Stored data entries
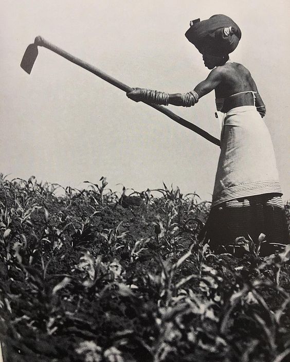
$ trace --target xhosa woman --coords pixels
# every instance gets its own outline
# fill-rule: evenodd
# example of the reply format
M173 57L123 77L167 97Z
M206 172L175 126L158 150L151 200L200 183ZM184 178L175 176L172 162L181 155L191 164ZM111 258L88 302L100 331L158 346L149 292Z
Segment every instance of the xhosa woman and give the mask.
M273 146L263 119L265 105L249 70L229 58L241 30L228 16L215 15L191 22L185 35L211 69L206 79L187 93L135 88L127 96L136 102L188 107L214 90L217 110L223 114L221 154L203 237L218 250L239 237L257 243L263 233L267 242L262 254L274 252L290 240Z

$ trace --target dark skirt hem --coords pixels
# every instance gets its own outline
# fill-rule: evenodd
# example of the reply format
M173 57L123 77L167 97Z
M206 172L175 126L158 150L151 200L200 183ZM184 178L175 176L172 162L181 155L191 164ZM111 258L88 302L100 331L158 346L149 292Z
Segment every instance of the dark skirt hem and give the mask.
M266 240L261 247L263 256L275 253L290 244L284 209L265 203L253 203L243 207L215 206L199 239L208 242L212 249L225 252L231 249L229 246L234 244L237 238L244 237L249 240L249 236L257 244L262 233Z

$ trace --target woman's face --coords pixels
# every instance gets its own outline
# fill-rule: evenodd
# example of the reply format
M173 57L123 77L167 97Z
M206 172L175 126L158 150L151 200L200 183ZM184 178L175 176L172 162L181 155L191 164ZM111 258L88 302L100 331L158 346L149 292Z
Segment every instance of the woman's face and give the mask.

▶ [Stated problem] Return, character for character, the lines of the items starting with the line containing "face --coords pixels" and going on through the final line of the items.

▶ [Full solution]
$ trace --target woman's face --coords pixels
# every instance gets its own outline
# fill-rule: evenodd
# example of the reply format
M173 57L123 77L167 97Z
M206 172L175 126L158 150L151 200L200 183ZM184 178L175 176L172 162L181 155L191 164ZM111 258L88 302L100 331L158 346L149 292Z
Segment every instance of the woman's face and give the mask.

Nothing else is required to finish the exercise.